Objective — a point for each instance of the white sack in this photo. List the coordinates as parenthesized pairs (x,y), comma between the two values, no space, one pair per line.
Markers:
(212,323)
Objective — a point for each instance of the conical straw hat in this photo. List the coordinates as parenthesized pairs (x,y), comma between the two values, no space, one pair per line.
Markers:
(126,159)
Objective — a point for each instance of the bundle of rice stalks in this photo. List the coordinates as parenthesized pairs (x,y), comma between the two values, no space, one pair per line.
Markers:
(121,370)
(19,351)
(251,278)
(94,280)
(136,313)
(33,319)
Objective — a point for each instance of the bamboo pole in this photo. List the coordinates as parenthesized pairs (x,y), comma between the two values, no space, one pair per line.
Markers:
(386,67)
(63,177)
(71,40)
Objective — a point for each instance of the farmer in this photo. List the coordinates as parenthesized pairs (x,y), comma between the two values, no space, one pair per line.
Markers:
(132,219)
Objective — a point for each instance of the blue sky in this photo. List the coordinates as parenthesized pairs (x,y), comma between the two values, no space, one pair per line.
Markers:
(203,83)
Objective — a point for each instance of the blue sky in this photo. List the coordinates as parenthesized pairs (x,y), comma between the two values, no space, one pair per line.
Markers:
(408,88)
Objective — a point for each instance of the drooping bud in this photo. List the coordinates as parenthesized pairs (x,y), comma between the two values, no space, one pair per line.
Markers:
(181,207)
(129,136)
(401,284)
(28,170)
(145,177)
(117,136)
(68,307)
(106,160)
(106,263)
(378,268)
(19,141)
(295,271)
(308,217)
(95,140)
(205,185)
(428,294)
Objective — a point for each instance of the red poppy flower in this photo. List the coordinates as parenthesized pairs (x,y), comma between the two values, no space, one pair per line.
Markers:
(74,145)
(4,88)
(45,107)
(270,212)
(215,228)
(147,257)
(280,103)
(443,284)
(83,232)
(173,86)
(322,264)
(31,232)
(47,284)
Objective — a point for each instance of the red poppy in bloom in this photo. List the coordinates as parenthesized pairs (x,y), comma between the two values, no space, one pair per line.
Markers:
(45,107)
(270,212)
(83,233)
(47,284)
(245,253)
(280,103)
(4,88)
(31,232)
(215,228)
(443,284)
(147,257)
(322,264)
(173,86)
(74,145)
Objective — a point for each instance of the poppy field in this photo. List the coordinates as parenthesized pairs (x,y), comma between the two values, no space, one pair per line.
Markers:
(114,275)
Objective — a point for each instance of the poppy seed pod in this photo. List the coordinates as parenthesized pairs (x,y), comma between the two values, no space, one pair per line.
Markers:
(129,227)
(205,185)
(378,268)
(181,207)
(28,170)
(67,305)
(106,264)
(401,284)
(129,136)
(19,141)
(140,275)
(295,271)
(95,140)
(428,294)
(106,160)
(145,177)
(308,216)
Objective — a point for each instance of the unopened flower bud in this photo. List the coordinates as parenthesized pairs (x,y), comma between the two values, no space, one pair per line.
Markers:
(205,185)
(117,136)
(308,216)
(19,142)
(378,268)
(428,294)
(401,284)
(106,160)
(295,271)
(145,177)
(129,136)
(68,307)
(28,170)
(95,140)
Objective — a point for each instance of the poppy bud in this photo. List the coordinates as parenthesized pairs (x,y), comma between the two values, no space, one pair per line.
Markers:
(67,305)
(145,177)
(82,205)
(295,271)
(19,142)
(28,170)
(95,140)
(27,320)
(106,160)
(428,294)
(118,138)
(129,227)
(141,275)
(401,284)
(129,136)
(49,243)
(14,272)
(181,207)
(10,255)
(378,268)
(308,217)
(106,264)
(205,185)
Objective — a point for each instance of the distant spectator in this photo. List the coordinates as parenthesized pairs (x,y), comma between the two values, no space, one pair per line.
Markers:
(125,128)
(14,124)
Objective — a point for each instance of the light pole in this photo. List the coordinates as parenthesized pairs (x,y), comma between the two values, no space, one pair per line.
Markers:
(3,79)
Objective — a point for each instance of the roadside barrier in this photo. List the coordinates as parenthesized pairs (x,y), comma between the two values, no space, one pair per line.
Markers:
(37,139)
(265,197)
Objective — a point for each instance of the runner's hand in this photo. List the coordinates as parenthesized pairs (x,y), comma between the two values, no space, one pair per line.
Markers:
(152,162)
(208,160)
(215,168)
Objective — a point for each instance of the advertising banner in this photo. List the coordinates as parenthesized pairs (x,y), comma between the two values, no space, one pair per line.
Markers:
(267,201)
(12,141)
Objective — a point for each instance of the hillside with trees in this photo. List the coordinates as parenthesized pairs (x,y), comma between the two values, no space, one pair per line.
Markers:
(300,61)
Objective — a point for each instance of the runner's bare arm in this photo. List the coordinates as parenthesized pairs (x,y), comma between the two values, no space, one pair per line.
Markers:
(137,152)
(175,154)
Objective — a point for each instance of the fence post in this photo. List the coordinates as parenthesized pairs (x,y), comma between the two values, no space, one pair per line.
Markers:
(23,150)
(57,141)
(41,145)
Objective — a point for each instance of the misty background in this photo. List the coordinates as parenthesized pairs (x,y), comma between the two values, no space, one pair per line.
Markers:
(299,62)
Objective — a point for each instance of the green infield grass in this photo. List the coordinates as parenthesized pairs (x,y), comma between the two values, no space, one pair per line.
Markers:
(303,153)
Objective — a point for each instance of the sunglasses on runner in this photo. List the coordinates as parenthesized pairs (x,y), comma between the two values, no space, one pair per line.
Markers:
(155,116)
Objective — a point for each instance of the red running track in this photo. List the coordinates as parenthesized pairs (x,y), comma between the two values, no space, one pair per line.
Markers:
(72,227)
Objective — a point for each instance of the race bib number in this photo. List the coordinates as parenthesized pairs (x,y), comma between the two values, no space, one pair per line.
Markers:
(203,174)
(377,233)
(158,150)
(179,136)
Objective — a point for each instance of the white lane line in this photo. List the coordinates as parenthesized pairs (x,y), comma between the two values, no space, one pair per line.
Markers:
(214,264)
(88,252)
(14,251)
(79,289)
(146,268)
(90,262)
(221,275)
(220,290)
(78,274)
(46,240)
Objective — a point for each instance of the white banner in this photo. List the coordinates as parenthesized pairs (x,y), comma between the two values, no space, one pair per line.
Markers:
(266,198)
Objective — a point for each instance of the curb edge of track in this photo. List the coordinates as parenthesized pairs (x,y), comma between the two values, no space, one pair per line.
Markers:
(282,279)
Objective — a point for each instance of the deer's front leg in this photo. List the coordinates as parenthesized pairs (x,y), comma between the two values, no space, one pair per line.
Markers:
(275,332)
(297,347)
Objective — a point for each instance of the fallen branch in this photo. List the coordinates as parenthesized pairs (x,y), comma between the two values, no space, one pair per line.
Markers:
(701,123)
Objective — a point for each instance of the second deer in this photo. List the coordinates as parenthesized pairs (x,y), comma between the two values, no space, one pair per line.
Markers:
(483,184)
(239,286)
= = = =
◆ **Exercise brief**
Copy all of the records above again, changing each "Markers" to "Points" and keeping everything else the same.

◆ **Result for this exercise**
Objective — a point for each instance of the white sack in this photo. List the coordinates as parenthesized pairs (x,y), comma between the two values, no space, one pair per line.
Points:
(212,323)
Objective — a point for each instance of the conical straw hat in this photo. List the coordinates as parenthesized pairs (x,y), comma between the two values, no space, one pair per line.
Points:
(126,159)
Objective — a point for each instance of the bundle of rice stalks in this photo. List the coordinates as parenthesized pairs (x,y), comma between the two values, no space, one pair per line.
Points:
(121,370)
(19,351)
(251,278)
(94,280)
(136,313)
(33,319)
Objective — a point for each instance of the bamboo pole in this photo. List the coordinates as parenthesized pairs (x,y), comma between the two values, no space, one pair per line.
Points:
(386,67)
(63,177)
(71,40)
Objective — a point for each instance of the farmer in this photo. List the coordinates as parenthesized pairs (x,y), comma between the two values, no space, one pair per line.
Points:
(132,219)
Objective — a point for each instance of the blue sky in this photo. List the coordinates as parenthesized pairs (x,y), comma between the two values, no space, one pair per line.
Points:
(203,83)
Objective — a point for each instance of the blue sky in this photo. List the coordinates as parenthesized pairs (x,y), comma between the two values, no space, one pair per line.
Points:
(408,88)
Objective — a point for each instance of the drooping bud in this photo. List the coordinates as parenthesized pairs (x,y), comma between the two values, no space, one pair per line.
Points:
(181,207)
(129,136)
(401,284)
(28,170)
(145,177)
(117,136)
(68,307)
(106,160)
(106,263)
(378,268)
(19,141)
(295,271)
(308,217)
(95,140)
(205,185)
(428,294)
Objective — a point for each instance of the red poppy flower in this photo. List the coordinates as parenthesized pairs (x,y), comma between the two values, no space, one pair per line.
Points:
(74,145)
(4,88)
(45,107)
(270,212)
(215,228)
(147,257)
(280,103)
(443,284)
(83,232)
(173,86)
(322,264)
(31,232)
(47,284)
Objective — a point for each instance of the red poppy in bloom in this photo. List the coordinates as parenthesized pairs (x,y), comma between the two values, no space, one pair per line.
Points:
(45,107)
(270,212)
(83,233)
(47,284)
(245,253)
(280,103)
(4,88)
(31,232)
(215,228)
(443,284)
(147,257)
(322,264)
(173,86)
(74,145)
Objective — a point for each instance of the poppy field in this photo. List the coordinates as parenthesized pairs (x,y), comma between the two values, no space, one pair per line.
Points:
(114,275)
Objective — a point for each instance of the poppy seed pod in this photo. List the coordinates as parenthesized pairs (x,y), comma between the two values, no space, one pair per line.
Points:
(129,227)
(205,185)
(378,268)
(181,207)
(28,170)
(67,305)
(106,264)
(401,284)
(129,136)
(19,141)
(140,275)
(295,271)
(95,140)
(428,294)
(106,160)
(145,177)
(308,216)
Objective — a point for each instance of the unopened flower bud in this photo. List the coordinates as parenthesized pairs (x,y), comma between the two values, no space, one pair per line.
Points:
(205,185)
(117,136)
(308,216)
(19,142)
(378,268)
(428,294)
(401,284)
(106,160)
(295,271)
(145,177)
(129,136)
(68,307)
(28,170)
(95,140)
Objective — a point for each instance of the poppy bud in this photo. List the coordinates as parenthesized pairs (x,y), comma between the two values, no space, one pair per line.
Points:
(67,305)
(145,177)
(82,205)
(295,271)
(19,142)
(28,170)
(95,140)
(27,320)
(106,160)
(428,294)
(118,138)
(129,227)
(141,275)
(401,284)
(129,136)
(49,243)
(14,272)
(181,207)
(10,255)
(378,268)
(308,217)
(106,264)
(205,185)
Objective — a point for each instance of the distant spectator in this photo. List the coordinates as parenthesized pairs (x,y), comma between the two values, no space, one pair per line.
Points:
(125,128)
(14,124)
Objective — a point for each instance of the light pole in this photo. List the coordinates as parenthesized pairs (x,y), comma between the two values, no space, one pair per line.
Points:
(3,79)
Objective — a point for each instance of the roadside barrier in this photo. List the coordinates as parenthesized pairs (x,y), comma between the two values, no space, one pair per line.
Points:
(37,139)
(265,197)
Objective — a point for each instance of the runner's hand in this photo. List the coordinates as parenthesized pairs (x,y), comma between the two values, no space, one pair per line.
Points:
(152,162)
(208,160)
(215,168)
Objective — a point for each instance of the advertising banner in this photo. List the coordinates as parenthesized pairs (x,y), comma between the two values, no space, one pair per line.
Points:
(267,201)
(12,141)
Objective — a point for each instance of the hillside with trees in this photo. List the coordinates as parenthesized pairs (x,y), comma between the two values, no space, one pair per line.
Points:
(300,61)
Objective — a point for each instance of the runner's bare arm in this photo. List the coordinates as parenthesized pairs (x,y), comma between the two values, no space, one pair per line.
Points:
(137,152)
(175,154)
Objective — a point for each instance of the fence post in this photo. List the coordinates as parenthesized pairs (x,y), comma between the two values, no space, one pair per line.
Points:
(23,150)
(57,141)
(41,145)
Objective — a point for each instance of the misty background in this photo. List the coordinates as parenthesized pairs (x,y), comma between the two values, no space, one pair per line.
Points:
(299,62)
Objective — a point for each instance of the green infield grass in this photo. List the coordinates as parenthesized pairs (x,y), comma between the two values, no space, one pair per line.
Points:
(303,153)
Objective — a point for each instance of the sunglasses on runner in this photo. List the coordinates as parenthesized pairs (x,y), comma between the two values, no space, one pair per line.
Points:
(155,116)
Objective — a point for each instance of the red running track in this photo. List the coordinates as parenthesized pairs (x,y), comma between the two values, no space, one pair per line.
Points:
(72,227)
Objective — a point for each instance of the race bib number in this photo. List the coordinates as parenthesized pairs (x,y), comma between the two values, no space, one pair per line.
Points:
(203,174)
(377,233)
(158,150)
(179,136)
Objective — a point for each instance of the white lane line in this photo. List the coordinates as parenthesized pairs (x,y), comma between the two values, no space, one pair per line.
Points:
(214,264)
(88,252)
(14,251)
(79,289)
(146,268)
(90,262)
(221,275)
(220,290)
(78,274)
(46,240)
Objective — a point for each instance of the white banner in this photo. List the coordinates as parenthesized pairs (x,y), comma between the two values, no space, one pair per line.
Points:
(266,198)
Objective — a point for each instance of the curb edge of track in this photo. List the coordinates as parenthesized pairs (x,y), comma between the two values, no space, one pair per line.
Points:
(282,279)
Objective — a point for each instance of the deer's front leg in this photo. List the coordinates as parenthesized pairs (x,y), comma between the two values, no space, one pair per line.
Points:
(275,332)
(297,347)
Objective — a point for each instance of the fallen branch in this photo. List the coordinates as parenthesized pairs (x,y), comma between the two values, no space, one pair per line.
Points:
(701,123)
Objective — a point for each instance of the second deer in this photo. List the coordinates as parenthesized pairs (x,y), comma between the two values, no space, one pair per line.
Points:
(483,184)
(239,286)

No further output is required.